Bank of America CEO Brian Moynihan on commercial real estate, office space’s ‘slow burn of change’

by NEW YORK DIGITAL NEWS



It’s no secret that the pandemic instigated much of the great downsizing of commercial real estate, but one financial services giant has been offloading leases for years before COVID-19 was even on our radar.

Bank of America was one of the first major corporations to start majorly shedding its office space even before the frenzy of remote and hybrid work. It has let go of nearly 40 million square feet in the past 15 years, CEO Brian Moynihan said in a CNBC interview on Tuesday. Today, the bank still holds about 60 million square feet of commercial space, he said, which works for its hybrid work structure. 

If employees come into the office just three or four days per week instead of the traditional five, that’s either 20% or 25% savings in real-estate costs, he argues, in light of an office management method called “hotelling” in which workers schedule to use their work spaces like desks, cubicles, or offices. It’s unclear if Moynihan’s move to start shedding office space was related to a hybrid work structure, years before the pandemic ushered it in, but the vast majority of major banks had five days in-office at that point.

» **Collected data**
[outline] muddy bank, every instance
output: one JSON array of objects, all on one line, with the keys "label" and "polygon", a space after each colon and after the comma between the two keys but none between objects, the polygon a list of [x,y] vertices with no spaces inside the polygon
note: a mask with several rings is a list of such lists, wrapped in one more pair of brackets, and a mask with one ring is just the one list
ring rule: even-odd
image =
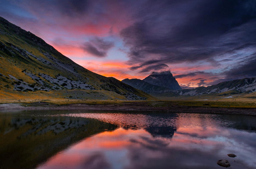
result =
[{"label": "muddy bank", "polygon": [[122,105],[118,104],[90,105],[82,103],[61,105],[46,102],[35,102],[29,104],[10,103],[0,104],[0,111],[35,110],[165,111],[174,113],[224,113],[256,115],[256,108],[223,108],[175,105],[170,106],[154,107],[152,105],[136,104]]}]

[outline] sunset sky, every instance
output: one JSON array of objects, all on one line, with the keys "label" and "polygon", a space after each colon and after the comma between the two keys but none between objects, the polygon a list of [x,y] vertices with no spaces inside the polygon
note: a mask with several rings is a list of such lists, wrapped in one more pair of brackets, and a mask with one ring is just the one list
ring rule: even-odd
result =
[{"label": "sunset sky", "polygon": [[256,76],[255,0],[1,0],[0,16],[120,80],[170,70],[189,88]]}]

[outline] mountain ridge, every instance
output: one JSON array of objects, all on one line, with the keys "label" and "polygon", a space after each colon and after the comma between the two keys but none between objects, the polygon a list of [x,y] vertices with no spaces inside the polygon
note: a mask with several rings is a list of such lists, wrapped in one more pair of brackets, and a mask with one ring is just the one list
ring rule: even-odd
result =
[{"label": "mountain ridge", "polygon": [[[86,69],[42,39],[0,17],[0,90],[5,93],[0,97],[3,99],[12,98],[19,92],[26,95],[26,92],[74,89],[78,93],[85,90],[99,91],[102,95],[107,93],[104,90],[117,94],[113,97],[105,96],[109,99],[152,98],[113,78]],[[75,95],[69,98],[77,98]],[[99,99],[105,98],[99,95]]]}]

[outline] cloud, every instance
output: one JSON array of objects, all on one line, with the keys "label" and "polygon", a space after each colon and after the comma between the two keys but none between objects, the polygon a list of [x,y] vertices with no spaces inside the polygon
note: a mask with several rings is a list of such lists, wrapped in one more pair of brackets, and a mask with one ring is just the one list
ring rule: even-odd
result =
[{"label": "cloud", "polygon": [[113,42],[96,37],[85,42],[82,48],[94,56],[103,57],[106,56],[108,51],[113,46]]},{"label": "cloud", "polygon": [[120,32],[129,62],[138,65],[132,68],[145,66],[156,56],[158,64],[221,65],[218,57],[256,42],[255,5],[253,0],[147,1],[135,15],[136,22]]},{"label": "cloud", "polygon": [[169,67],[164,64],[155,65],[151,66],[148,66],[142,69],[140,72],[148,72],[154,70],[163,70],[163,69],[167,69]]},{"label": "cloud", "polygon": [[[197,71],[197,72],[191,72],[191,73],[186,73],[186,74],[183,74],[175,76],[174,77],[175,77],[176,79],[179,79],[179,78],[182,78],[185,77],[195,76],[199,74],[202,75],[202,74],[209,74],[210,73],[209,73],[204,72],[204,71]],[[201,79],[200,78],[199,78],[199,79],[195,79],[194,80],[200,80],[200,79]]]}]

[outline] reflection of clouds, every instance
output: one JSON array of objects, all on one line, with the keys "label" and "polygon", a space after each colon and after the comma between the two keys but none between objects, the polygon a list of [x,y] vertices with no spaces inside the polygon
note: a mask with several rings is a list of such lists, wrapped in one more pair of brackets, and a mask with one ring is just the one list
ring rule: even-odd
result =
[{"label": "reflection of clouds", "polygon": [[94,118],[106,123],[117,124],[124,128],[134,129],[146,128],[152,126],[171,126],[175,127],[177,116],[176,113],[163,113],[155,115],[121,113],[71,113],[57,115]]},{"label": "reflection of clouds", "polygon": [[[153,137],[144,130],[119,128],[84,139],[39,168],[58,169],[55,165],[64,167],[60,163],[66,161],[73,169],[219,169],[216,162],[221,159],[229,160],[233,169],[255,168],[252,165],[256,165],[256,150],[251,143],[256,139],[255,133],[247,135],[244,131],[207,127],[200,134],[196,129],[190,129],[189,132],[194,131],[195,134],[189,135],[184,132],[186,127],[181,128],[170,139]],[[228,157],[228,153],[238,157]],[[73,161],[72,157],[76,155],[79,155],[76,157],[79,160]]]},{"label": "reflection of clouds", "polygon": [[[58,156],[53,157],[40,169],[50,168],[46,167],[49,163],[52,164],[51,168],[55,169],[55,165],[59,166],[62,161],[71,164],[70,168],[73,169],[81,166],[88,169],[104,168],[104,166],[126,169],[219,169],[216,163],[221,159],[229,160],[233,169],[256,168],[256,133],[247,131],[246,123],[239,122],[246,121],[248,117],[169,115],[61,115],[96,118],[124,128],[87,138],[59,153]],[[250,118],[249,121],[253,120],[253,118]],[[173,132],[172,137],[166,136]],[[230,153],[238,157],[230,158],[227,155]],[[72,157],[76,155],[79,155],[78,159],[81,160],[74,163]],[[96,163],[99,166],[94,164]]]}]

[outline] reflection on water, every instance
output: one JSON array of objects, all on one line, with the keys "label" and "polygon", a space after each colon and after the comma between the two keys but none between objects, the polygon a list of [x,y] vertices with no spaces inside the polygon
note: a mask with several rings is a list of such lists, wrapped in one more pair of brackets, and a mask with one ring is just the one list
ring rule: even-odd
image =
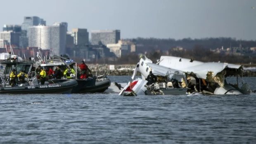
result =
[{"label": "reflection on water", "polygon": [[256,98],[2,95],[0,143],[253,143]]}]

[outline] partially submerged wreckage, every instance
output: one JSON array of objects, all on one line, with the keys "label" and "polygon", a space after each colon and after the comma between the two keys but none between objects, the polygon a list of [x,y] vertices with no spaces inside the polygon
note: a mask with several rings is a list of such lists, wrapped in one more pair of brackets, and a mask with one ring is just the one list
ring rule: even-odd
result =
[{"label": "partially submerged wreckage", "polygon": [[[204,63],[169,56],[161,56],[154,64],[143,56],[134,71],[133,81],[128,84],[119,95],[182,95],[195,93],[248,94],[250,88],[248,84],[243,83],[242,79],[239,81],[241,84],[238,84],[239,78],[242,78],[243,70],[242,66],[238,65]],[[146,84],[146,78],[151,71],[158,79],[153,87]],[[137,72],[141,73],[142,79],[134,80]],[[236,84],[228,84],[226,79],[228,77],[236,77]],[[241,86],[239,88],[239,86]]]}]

--

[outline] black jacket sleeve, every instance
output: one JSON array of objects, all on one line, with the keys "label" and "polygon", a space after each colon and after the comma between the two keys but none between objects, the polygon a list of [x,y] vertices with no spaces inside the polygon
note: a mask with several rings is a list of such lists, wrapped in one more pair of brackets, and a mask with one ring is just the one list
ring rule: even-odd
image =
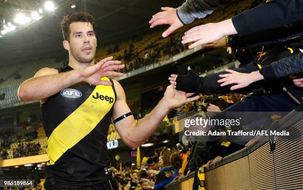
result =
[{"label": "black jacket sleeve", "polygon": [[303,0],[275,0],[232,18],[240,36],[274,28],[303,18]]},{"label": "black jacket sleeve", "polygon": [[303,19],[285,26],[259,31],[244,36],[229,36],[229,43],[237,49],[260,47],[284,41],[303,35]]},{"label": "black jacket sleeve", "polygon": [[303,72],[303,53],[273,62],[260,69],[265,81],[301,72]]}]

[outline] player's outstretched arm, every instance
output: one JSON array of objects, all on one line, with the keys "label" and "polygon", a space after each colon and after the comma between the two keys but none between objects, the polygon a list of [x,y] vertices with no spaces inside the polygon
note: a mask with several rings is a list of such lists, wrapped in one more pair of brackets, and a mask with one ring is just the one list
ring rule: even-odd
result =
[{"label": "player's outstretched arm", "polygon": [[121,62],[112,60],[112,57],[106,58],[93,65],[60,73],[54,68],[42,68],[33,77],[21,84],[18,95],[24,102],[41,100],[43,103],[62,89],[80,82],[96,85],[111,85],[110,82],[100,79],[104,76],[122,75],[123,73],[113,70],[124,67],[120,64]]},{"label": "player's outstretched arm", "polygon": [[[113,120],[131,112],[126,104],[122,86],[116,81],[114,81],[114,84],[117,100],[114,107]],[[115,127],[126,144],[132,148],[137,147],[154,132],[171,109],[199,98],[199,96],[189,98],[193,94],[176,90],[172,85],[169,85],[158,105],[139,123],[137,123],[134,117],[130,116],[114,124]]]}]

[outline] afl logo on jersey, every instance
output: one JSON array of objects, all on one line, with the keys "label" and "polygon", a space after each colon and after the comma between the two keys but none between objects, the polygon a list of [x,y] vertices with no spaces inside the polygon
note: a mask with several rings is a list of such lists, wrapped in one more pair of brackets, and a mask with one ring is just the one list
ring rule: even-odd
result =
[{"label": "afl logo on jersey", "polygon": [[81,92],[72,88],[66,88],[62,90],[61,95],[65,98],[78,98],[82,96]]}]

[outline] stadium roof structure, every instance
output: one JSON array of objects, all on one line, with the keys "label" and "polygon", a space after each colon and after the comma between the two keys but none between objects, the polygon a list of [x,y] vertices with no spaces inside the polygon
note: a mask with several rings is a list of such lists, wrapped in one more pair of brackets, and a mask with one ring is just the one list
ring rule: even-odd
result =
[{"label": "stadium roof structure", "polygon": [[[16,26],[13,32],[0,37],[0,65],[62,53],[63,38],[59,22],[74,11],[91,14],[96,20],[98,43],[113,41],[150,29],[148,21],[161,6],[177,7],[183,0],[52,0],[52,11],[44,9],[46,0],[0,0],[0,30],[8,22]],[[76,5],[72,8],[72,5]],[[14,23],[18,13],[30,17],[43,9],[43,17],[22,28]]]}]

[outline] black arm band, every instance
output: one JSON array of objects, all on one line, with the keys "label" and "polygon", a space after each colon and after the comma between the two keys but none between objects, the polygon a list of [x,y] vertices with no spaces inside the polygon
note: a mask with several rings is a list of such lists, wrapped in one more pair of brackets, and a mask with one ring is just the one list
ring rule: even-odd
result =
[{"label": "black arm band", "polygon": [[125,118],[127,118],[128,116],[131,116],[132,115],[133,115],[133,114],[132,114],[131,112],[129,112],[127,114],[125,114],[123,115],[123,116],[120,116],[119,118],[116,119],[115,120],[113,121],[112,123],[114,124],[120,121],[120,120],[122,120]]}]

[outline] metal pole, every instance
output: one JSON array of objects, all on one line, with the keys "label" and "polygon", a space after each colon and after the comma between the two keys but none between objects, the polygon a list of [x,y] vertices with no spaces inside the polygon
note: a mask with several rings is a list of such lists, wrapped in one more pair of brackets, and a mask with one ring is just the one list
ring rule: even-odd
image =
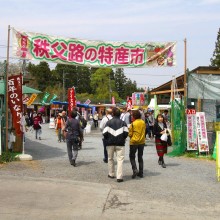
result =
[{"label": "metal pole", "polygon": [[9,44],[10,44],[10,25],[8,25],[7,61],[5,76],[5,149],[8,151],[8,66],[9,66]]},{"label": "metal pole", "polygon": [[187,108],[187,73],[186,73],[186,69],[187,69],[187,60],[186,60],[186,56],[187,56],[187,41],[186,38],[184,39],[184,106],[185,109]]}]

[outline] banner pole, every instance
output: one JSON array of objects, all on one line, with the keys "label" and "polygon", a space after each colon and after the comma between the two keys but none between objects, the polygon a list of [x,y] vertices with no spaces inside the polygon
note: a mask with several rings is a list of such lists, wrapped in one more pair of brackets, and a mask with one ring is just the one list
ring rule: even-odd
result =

==

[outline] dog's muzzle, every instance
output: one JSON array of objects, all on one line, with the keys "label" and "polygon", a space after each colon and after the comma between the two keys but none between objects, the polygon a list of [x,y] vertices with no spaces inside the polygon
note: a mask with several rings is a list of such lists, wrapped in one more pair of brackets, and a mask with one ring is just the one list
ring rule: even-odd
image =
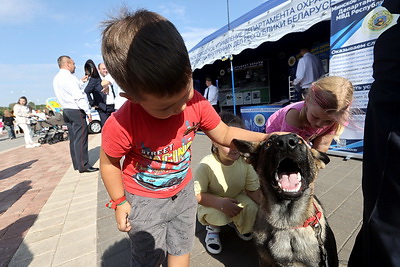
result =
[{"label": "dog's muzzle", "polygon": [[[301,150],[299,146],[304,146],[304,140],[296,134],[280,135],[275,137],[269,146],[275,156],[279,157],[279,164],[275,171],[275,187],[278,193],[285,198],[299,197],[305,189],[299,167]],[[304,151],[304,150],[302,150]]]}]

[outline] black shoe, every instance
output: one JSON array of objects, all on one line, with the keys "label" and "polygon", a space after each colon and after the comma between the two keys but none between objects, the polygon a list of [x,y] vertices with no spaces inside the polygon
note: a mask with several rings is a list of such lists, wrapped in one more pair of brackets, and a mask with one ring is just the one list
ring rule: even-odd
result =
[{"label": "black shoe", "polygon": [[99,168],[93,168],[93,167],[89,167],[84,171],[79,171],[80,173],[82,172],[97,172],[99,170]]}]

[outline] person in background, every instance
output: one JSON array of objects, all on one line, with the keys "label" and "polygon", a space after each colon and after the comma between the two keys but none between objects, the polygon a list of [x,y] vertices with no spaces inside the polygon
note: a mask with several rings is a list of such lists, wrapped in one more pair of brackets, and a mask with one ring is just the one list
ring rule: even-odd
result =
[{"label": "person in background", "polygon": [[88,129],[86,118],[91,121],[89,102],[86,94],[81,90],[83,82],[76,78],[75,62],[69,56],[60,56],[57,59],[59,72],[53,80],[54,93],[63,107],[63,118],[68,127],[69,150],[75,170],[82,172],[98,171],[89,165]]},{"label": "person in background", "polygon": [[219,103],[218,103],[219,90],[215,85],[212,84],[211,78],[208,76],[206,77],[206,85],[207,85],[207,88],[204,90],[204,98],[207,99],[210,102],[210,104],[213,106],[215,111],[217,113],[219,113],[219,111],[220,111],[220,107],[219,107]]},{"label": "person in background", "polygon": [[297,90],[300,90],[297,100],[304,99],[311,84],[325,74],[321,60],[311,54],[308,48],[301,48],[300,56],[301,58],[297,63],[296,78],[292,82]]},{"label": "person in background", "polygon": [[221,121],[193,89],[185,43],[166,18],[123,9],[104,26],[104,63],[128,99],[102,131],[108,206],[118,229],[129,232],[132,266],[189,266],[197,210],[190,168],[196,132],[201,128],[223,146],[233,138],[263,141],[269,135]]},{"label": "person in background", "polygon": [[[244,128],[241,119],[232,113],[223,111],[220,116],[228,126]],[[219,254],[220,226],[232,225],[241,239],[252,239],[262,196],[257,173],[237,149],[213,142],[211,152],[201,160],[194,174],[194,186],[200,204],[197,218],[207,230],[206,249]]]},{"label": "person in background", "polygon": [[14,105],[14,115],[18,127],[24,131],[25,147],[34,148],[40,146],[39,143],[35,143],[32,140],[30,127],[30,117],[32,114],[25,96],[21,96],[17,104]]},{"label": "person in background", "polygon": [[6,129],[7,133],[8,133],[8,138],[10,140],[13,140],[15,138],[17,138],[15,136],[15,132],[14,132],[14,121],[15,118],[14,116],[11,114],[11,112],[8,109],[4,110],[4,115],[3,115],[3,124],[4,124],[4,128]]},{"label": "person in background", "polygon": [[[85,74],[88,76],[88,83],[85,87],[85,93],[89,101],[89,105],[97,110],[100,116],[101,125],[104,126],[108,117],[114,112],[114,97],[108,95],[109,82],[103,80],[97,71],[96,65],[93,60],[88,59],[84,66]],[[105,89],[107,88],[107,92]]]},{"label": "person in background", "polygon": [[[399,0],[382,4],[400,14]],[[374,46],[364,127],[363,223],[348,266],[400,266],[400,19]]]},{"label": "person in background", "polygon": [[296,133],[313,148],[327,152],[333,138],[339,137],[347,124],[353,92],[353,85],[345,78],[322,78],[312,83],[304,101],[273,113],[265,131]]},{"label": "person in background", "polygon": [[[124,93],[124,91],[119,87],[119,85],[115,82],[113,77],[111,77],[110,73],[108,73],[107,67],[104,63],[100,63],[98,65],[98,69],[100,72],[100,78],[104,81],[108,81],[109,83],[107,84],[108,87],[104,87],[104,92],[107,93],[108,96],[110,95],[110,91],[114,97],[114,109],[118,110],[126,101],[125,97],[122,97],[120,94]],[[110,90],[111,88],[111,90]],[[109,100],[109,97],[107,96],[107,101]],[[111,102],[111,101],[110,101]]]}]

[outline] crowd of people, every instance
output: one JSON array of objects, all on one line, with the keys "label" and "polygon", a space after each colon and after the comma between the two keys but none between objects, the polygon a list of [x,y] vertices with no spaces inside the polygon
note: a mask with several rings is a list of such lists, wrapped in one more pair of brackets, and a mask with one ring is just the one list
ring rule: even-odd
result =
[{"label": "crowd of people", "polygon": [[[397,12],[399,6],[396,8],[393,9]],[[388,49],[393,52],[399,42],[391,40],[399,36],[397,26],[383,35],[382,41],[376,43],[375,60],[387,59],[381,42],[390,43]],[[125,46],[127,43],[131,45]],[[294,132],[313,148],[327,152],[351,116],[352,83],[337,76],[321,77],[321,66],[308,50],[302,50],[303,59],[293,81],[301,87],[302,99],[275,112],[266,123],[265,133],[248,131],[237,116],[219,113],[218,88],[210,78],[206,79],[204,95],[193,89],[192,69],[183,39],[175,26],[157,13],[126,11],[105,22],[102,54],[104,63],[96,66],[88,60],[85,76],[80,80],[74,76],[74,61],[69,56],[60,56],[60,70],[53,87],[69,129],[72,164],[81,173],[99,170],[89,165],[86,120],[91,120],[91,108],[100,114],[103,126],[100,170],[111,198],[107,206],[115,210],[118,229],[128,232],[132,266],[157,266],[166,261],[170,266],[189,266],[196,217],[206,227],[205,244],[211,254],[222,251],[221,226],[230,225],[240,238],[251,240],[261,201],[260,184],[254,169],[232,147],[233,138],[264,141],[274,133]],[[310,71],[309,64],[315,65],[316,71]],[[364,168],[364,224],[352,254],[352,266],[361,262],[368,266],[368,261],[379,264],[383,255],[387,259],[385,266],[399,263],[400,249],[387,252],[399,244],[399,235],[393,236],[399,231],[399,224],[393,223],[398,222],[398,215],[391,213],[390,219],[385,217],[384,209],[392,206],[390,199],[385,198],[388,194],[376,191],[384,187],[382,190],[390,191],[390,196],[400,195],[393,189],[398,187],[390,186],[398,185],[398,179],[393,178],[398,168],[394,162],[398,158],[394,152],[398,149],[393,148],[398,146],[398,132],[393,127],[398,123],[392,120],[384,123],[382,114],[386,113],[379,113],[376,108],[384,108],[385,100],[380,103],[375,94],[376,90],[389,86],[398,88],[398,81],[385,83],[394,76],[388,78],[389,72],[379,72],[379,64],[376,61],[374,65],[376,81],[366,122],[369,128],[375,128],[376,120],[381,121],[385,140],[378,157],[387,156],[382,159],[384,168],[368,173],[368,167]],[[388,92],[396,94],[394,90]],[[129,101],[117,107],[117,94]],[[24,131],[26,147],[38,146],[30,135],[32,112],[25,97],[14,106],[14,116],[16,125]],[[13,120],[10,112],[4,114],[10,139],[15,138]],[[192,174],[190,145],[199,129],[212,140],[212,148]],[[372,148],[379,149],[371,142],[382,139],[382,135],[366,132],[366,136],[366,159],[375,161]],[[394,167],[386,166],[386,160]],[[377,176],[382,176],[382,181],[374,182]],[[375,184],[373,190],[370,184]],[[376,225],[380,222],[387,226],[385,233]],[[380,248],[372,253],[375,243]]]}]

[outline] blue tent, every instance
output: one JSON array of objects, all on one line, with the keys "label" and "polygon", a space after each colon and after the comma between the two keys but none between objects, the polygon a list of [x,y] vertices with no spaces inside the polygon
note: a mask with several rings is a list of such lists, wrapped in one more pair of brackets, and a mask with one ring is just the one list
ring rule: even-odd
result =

» **What you will do**
A. According to the article on Bank of America's office space, how many square feet of commercial space does the bank still hold today?
B. Write what comes next in the article on Bank of America's office space, picking up after its final sentence.

» **Answers by task**
A. About 60 million square feet.

B.
The reason probably lies with another major event that occurred 15 years ago: the collapse of legendary investment bank Merrill Lynch amid the crash that followed the implosion of Lehman Brothers, when the banking industry was dramatically reshaped. Bank of America acquired Merrill Lynch and set about integrating the two very different banks’ footprints. Meanwhile, in a similar deal, JPMorgan acquired Bear Stearns, a painful integration that CEO Jamie Dimon later said he regretted.

Moynihan’s recent comments come amid a flurry of moves out of commercial real estate in the financial services sector. Just this month, other major organizations including Fannie Mae and Wells Fargo announced major downsizing to their corporate spaces, and it’s expected that many more will follow suit. But this massive shedding of commercial space won’t happen overnight, Moynihan said. 

“The revaluation is going through as we speak. You’re seeing that come through provisioning and reserves and charge-offs, but it’s relatively modest,” he said. “It takes a long time because this is a slow burn of change.” That’s because commercial leases typically last for much longer than residential leases. On average, they last three to five years, but some can last 10-plus. 

Other companies letting go of commercial space

The commercial real estate industry is so dire that even Fannie Mae, the national mortgage giant, has put its 713,500-square-foot space in Washington, D.C. on the market more than a decade before its lease was set to expire in June 2029, according to CoStar data.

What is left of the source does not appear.